Provided material:
◇ ◇ ◇

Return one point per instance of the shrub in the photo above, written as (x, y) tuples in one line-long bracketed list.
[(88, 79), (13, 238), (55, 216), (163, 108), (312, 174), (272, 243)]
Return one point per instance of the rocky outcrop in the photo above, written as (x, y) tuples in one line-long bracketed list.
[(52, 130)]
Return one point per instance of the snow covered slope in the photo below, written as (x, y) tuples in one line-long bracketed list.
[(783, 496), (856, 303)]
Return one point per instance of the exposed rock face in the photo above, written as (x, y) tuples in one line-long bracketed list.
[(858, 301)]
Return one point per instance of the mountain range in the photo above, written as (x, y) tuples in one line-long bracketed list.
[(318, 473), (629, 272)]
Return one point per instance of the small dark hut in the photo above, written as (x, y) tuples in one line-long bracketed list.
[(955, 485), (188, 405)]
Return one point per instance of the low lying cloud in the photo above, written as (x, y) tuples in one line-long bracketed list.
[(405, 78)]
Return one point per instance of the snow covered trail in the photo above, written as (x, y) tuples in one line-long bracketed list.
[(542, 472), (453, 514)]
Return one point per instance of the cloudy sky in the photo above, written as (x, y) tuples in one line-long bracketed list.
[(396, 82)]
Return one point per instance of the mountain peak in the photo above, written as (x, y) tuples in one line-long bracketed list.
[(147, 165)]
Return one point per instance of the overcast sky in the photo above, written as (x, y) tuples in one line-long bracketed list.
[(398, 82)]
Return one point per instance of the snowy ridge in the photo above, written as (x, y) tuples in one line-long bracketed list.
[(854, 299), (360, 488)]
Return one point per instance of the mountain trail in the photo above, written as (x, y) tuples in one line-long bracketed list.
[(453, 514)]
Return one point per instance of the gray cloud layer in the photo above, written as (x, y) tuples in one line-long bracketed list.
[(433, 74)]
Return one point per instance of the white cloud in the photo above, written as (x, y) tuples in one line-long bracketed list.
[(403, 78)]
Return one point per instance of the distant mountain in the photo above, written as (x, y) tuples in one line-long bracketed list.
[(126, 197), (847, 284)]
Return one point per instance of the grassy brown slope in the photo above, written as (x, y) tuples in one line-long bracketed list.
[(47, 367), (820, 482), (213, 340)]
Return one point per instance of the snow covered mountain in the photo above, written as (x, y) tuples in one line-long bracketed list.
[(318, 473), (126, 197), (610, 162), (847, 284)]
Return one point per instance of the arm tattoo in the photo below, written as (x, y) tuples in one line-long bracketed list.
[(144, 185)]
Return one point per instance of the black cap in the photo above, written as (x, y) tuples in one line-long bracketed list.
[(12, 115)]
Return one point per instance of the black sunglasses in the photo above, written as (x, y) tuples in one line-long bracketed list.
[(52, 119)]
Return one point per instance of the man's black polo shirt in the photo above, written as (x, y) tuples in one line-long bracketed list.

◇ ◇ ◇

Reproduce all of the data above word for word.

Return one point per instance of the shrub in the photo above, written as (x, y) tuples in one line-long bracketed list.
[(88, 79), (13, 238), (55, 216), (163, 108), (312, 174), (272, 243)]
Return one point per instance of the rocky outcrop in the photo above, written as (x, y) tuples in one line-long bracketed list.
[(52, 130)]
Return one point per instance of the snow covered slope in the photo below, written as (x, y) tuples in one line-long bracketed list.
[(783, 496), (856, 303)]
Return one point per instance of the exposed rock face in the photo above, written as (x, y) tuples in one line-long bracketed list.
[(858, 301)]
Return one point per instance of the mountain range in the photo above, written as (x, y) tuples in one line-long bracketed list.
[(318, 473), (629, 272)]
Return one point per instance of the small dark hut in the photo above, written as (x, y) tuples in one line-long bracketed list.
[(955, 485), (188, 405)]
Return one point per instance of the low lying cloud in the photo above, written as (x, y) tuples in one line-long bracketed list.
[(405, 78)]
Return one point per instance of the snow covered trail in the photo above, written as (x, y) tuples in one line-long bracketed list.
[(542, 472), (453, 514)]
Return one point per instance of the cloudy sky in the photo above, written as (x, y) tuples in one line-long bracketed list.
[(396, 82)]
Return one point per instance of the mountain peak in the photo above, written as (x, y) tuples in one line-long bracketed list.
[(147, 165)]
Return one point per instance of the overcast sky in the photo above, written as (x, y) tuples in one line-long bracketed list.
[(398, 82)]
Return one point per instance of the snowy ridge in the photo above, written as (x, y) tuples in one line-long bracketed list.
[(854, 299), (360, 488)]
Return one point per instance of the mountain trail in the photo above, written as (x, y) tuples in one line-long bracketed list.
[(453, 514)]
Return one point per instance of the gray cloud layer in the photo above, written as (x, y) tuples in one line-long bracketed list.
[(433, 74)]
Return one point per instance of the white cloud in the photo above, written as (x, y) tuples in one line-long bracketed list.
[(403, 78)]
Return one point per instance of the distant mountain in the photo above, written as (x, y) tuples in one line-long bracketed list.
[(126, 197), (847, 284)]
Return one point per instance of the grassy brown slope in the photo above, written as (x, y) tuples in one line-long bracketed list.
[(47, 367), (820, 482), (213, 340)]
Return one point per instance of the snow covered mountain in the photo above, written as (x, y) tuples in one line-long bracketed list.
[(318, 473), (126, 197), (610, 162), (847, 284)]
Return one point per instance of the arm tattoo in the photo below, written as (x, y) tuples in one line-long bracketed list.
[(144, 185)]
Return one point per instance of the black cap in the photo above, written as (x, y) tuples in one line-long bracketed list.
[(12, 115)]
Return one point per instance of the black sunglasses in the photo above, written as (x, y) tuples in one line-long bracketed list.
[(52, 119)]
Return one point per instance of the man's black polo shirt in the photo above, written as (x, y) tuples in one line-long bracketed list.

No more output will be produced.